#### The problem:
Update every one of the items below by replacing "drop one point" with "mark one spot" wherever it occurs and keeping all other text unchanged. Leave the pictures out of your answer.

Records from a point labeling set:

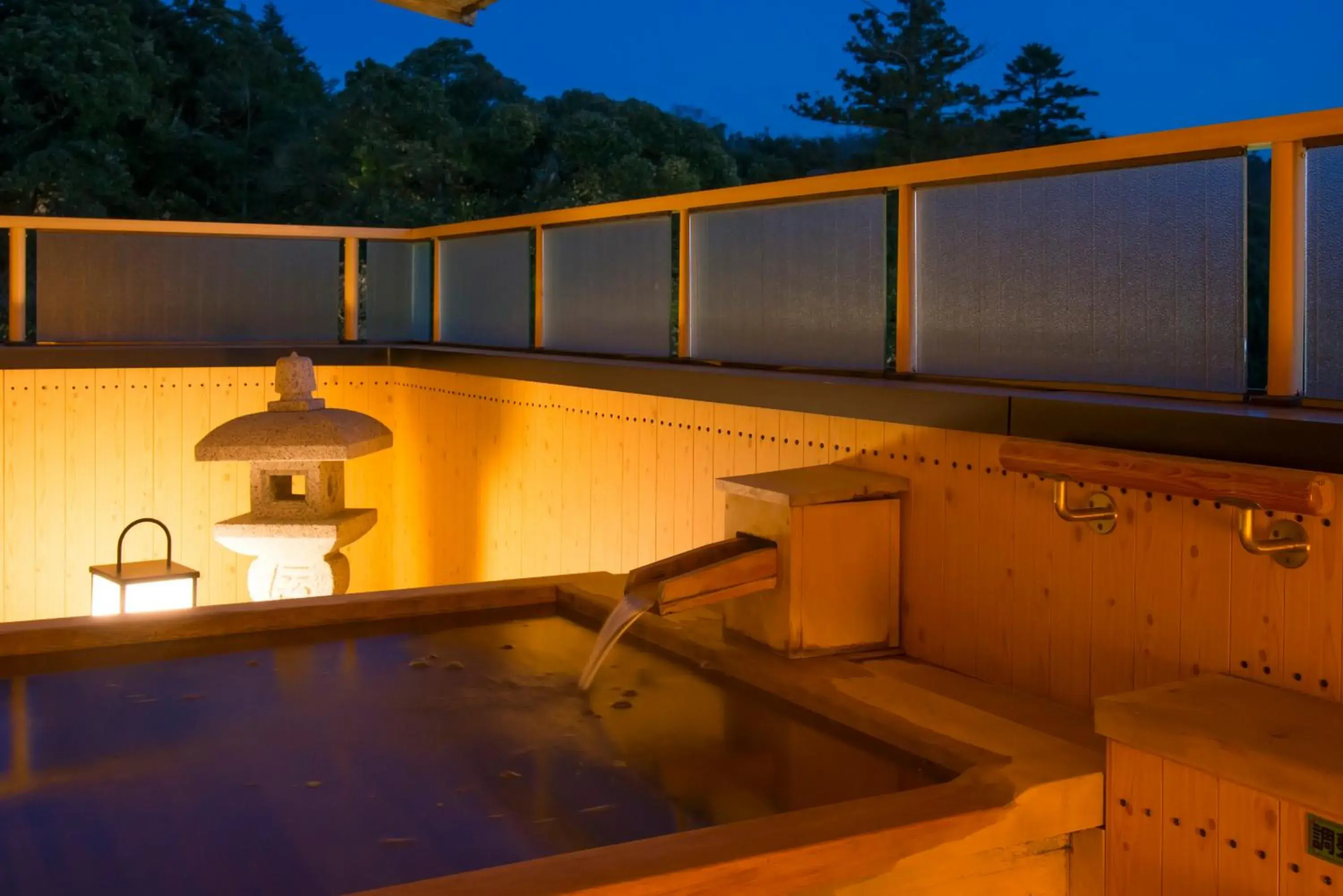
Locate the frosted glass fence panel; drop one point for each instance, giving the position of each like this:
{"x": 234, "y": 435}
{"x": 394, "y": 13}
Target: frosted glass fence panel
{"x": 398, "y": 292}
{"x": 487, "y": 289}
{"x": 607, "y": 288}
{"x": 1131, "y": 277}
{"x": 1325, "y": 273}
{"x": 150, "y": 288}
{"x": 800, "y": 284}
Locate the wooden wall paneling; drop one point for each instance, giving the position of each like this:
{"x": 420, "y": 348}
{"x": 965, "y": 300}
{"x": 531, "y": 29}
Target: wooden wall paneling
{"x": 1205, "y": 588}
{"x": 167, "y": 452}
{"x": 1112, "y": 614}
{"x": 606, "y": 483}
{"x": 376, "y": 474}
{"x": 139, "y": 476}
{"x": 1249, "y": 841}
{"x": 923, "y": 624}
{"x": 648, "y": 422}
{"x": 1302, "y": 874}
{"x": 683, "y": 515}
{"x": 869, "y": 438}
{"x": 359, "y": 482}
{"x": 844, "y": 434}
{"x": 724, "y": 455}
{"x": 1134, "y": 816}
{"x": 21, "y": 465}
{"x": 578, "y": 482}
{"x": 406, "y": 487}
{"x": 426, "y": 483}
{"x": 437, "y": 474}
{"x": 505, "y": 453}
{"x": 1190, "y": 832}
{"x": 1311, "y": 613}
{"x": 767, "y": 439}
{"x": 252, "y": 399}
{"x": 111, "y": 437}
{"x": 491, "y": 519}
{"x": 225, "y": 565}
{"x": 994, "y": 567}
{"x": 816, "y": 439}
{"x": 81, "y": 475}
{"x": 457, "y": 496}
{"x": 629, "y": 413}
{"x": 1158, "y": 562}
{"x": 1032, "y": 596}
{"x": 743, "y": 445}
{"x": 1071, "y": 557}
{"x": 552, "y": 464}
{"x": 195, "y": 541}
{"x": 520, "y": 445}
{"x": 962, "y": 541}
{"x": 1256, "y": 613}
{"x": 49, "y": 570}
{"x": 665, "y": 430}
{"x": 706, "y": 499}
{"x": 793, "y": 429}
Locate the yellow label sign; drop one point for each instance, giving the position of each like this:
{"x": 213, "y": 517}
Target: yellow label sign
{"x": 1325, "y": 839}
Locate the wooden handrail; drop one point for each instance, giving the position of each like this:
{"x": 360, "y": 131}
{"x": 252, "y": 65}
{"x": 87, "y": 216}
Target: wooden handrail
{"x": 1111, "y": 152}
{"x": 202, "y": 229}
{"x": 1270, "y": 488}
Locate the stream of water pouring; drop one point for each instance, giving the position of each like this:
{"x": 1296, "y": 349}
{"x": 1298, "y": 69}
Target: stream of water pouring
{"x": 630, "y": 608}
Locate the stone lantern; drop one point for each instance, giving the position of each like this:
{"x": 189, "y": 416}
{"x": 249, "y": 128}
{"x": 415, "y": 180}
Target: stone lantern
{"x": 299, "y": 521}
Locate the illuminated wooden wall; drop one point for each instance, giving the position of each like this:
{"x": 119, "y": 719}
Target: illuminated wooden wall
{"x": 499, "y": 479}
{"x": 994, "y": 584}
{"x": 1177, "y": 831}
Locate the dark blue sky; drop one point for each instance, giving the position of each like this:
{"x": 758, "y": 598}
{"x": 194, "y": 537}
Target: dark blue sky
{"x": 1157, "y": 64}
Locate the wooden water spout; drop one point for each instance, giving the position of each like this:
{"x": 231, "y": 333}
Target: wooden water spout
{"x": 699, "y": 577}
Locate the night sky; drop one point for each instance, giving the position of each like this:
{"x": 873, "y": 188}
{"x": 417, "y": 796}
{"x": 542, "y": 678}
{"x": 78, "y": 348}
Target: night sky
{"x": 1157, "y": 64}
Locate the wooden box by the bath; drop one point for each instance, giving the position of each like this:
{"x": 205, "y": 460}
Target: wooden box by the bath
{"x": 838, "y": 535}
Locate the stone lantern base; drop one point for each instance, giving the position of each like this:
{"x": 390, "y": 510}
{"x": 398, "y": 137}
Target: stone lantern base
{"x": 296, "y": 558}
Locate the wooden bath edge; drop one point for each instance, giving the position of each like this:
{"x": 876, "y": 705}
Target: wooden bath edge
{"x": 1020, "y": 790}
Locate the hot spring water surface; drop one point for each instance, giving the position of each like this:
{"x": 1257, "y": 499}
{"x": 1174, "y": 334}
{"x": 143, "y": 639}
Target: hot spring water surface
{"x": 296, "y": 765}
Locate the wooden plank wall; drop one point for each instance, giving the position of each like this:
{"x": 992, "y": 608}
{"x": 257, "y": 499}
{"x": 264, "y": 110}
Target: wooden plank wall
{"x": 85, "y": 452}
{"x": 996, "y": 585}
{"x": 1178, "y": 831}
{"x": 499, "y": 479}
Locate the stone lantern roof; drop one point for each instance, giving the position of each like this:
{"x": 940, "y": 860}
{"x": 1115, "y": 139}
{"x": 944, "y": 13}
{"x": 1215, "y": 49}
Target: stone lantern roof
{"x": 297, "y": 427}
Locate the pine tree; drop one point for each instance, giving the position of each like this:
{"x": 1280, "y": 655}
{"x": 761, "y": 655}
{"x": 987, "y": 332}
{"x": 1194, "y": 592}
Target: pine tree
{"x": 1037, "y": 101}
{"x": 906, "y": 85}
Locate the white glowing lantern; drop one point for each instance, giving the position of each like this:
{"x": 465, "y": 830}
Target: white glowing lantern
{"x": 147, "y": 586}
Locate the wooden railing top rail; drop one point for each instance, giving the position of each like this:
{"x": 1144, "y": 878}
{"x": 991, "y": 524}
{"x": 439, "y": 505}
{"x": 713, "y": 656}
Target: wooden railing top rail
{"x": 1112, "y": 152}
{"x": 201, "y": 229}
{"x": 1266, "y": 487}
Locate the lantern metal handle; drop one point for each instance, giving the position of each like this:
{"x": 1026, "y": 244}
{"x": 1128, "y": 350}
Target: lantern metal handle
{"x": 133, "y": 525}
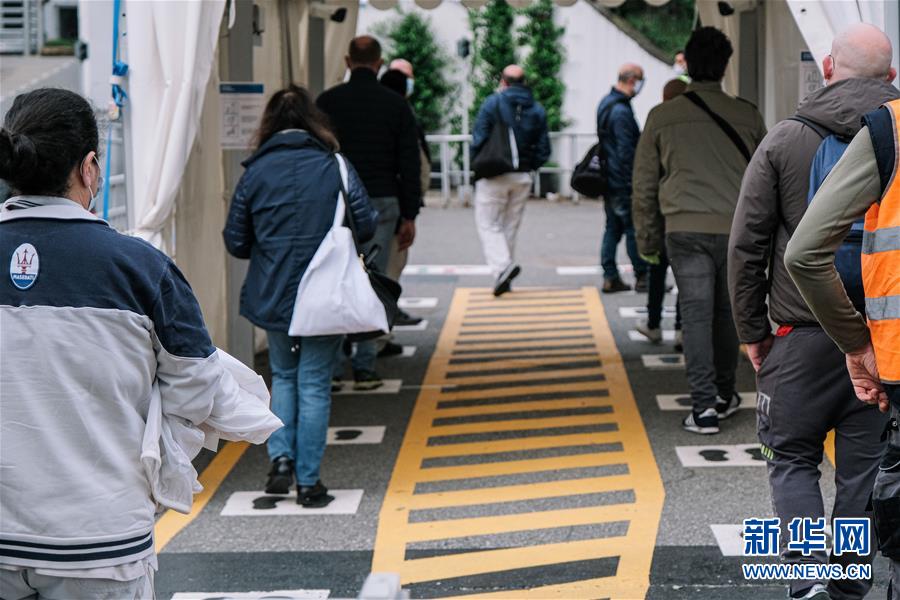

#### Worked solution:
Locate the frosted glass fence panel; mark one spot for each instance, giving the position of each like this:
{"x": 234, "y": 435}
{"x": 394, "y": 13}
Target: frosted glass fence panel
{"x": 398, "y": 292}
{"x": 487, "y": 289}
{"x": 607, "y": 288}
{"x": 1131, "y": 277}
{"x": 1325, "y": 273}
{"x": 150, "y": 288}
{"x": 800, "y": 284}
Locate the wooden wall paneling; mark one spot for each instance, giving the position of each like this:
{"x": 420, "y": 348}
{"x": 965, "y": 300}
{"x": 531, "y": 29}
Target: wooden wall paneling
{"x": 1205, "y": 588}
{"x": 167, "y": 452}
{"x": 1112, "y": 614}
{"x": 606, "y": 483}
{"x": 376, "y": 474}
{"x": 139, "y": 476}
{"x": 1249, "y": 841}
{"x": 923, "y": 624}
{"x": 648, "y": 422}
{"x": 1302, "y": 874}
{"x": 683, "y": 515}
{"x": 869, "y": 438}
{"x": 359, "y": 482}
{"x": 844, "y": 434}
{"x": 724, "y": 455}
{"x": 1134, "y": 816}
{"x": 21, "y": 465}
{"x": 578, "y": 482}
{"x": 406, "y": 487}
{"x": 426, "y": 483}
{"x": 437, "y": 474}
{"x": 505, "y": 453}
{"x": 1190, "y": 832}
{"x": 1311, "y": 613}
{"x": 767, "y": 439}
{"x": 252, "y": 399}
{"x": 111, "y": 437}
{"x": 491, "y": 519}
{"x": 225, "y": 565}
{"x": 994, "y": 567}
{"x": 816, "y": 439}
{"x": 81, "y": 475}
{"x": 457, "y": 496}
{"x": 629, "y": 413}
{"x": 1158, "y": 562}
{"x": 1032, "y": 596}
{"x": 743, "y": 445}
{"x": 1071, "y": 557}
{"x": 552, "y": 464}
{"x": 195, "y": 541}
{"x": 520, "y": 445}
{"x": 962, "y": 541}
{"x": 1256, "y": 613}
{"x": 49, "y": 570}
{"x": 665, "y": 430}
{"x": 706, "y": 499}
{"x": 793, "y": 429}
Locate the yellow label sign; mark one spot for each instance, giving the position of each like this:
{"x": 213, "y": 517}
Target: yellow label sign
{"x": 1325, "y": 839}
Locate the wooden handrail; mark one spot for each instance, giving the position of each like this:
{"x": 360, "y": 131}
{"x": 252, "y": 65}
{"x": 87, "y": 216}
Target: wooden handrail
{"x": 1111, "y": 152}
{"x": 202, "y": 229}
{"x": 1270, "y": 488}
Locate the stream of water pouring; mark one spot for each instance, giving the position of each like this:
{"x": 1296, "y": 349}
{"x": 1298, "y": 69}
Target: stream of water pouring
{"x": 630, "y": 608}
Locate the stone lantern; mark one spot for each instance, giving the position of each like this:
{"x": 189, "y": 416}
{"x": 249, "y": 128}
{"x": 415, "y": 180}
Target: stone lantern
{"x": 299, "y": 521}
Locate the illuminated wooden wall; mark one spot for each instance, giving the position of each like this:
{"x": 119, "y": 719}
Target: illuminated wooden wall
{"x": 499, "y": 479}
{"x": 994, "y": 584}
{"x": 1177, "y": 831}
Locate the dark blue sky; mark one spot for each instance, giving the position of each like this:
{"x": 758, "y": 598}
{"x": 194, "y": 537}
Target: dark blue sky
{"x": 1157, "y": 64}
Locate the wooden water spout; mark one spot for each instance, giving the position of each like this:
{"x": 231, "y": 333}
Target: wooden water spout
{"x": 699, "y": 577}
Locate the night sky; mark one spot for each instance, giving the position of each like this:
{"x": 873, "y": 188}
{"x": 417, "y": 796}
{"x": 542, "y": 678}
{"x": 78, "y": 348}
Target: night sky
{"x": 1157, "y": 64}
Locate the wooden box by the bath; mark one spot for each instance, giving the position of each like this:
{"x": 205, "y": 460}
Target: wooden box by the bath
{"x": 838, "y": 535}
Locate the stone lantern base; mark one spot for each instance, giving the position of each like this:
{"x": 390, "y": 510}
{"x": 398, "y": 137}
Target: stone lantern base
{"x": 296, "y": 558}
Locate the wooden bath edge; mark one spot for each instance, giving the position of each like this:
{"x": 876, "y": 705}
Target: wooden bath edge
{"x": 1020, "y": 790}
Locate the hot spring water surface; mark one spot for each instance, giving the position of each like this:
{"x": 1257, "y": 499}
{"x": 1174, "y": 334}
{"x": 143, "y": 639}
Target: hot spring water surface
{"x": 296, "y": 765}
Locate the wooden plank wall; mark one spot for each instance, giving the position of each like this:
{"x": 992, "y": 608}
{"x": 257, "y": 499}
{"x": 264, "y": 110}
Target: wooden plank wall
{"x": 85, "y": 452}
{"x": 996, "y": 585}
{"x": 1178, "y": 831}
{"x": 499, "y": 479}
Locate the stone lantern roof; mark one spot for each instance, giving the position of each like this:
{"x": 940, "y": 860}
{"x": 1115, "y": 139}
{"x": 944, "y": 13}
{"x": 1215, "y": 49}
Target: stone lantern roof
{"x": 297, "y": 427}
Locate the pine tree; mark one spot for each instance, giving the position of each like this:
{"x": 1280, "y": 655}
{"x": 761, "y": 655}
{"x": 987, "y": 332}
{"x": 1194, "y": 592}
Target: pine tree
{"x": 1037, "y": 101}
{"x": 906, "y": 85}
Locate the white glowing lantern; mark one spot for each instance, giving the position of each like this:
{"x": 465, "y": 830}
Target: white glowing lantern
{"x": 147, "y": 586}
Locate the wooden railing top rail; mark one spot for each instance, giving the position of each like this:
{"x": 1144, "y": 878}
{"x": 991, "y": 524}
{"x": 439, "y": 505}
{"x": 713, "y": 656}
Target: wooden railing top rail
{"x": 1112, "y": 152}
{"x": 201, "y": 229}
{"x": 1266, "y": 487}
Locate the lantern metal handle; mark one spot for each instance, giving the position of each like this:
{"x": 1026, "y": 244}
{"x": 1128, "y": 350}
Target: lantern metal handle
{"x": 133, "y": 525}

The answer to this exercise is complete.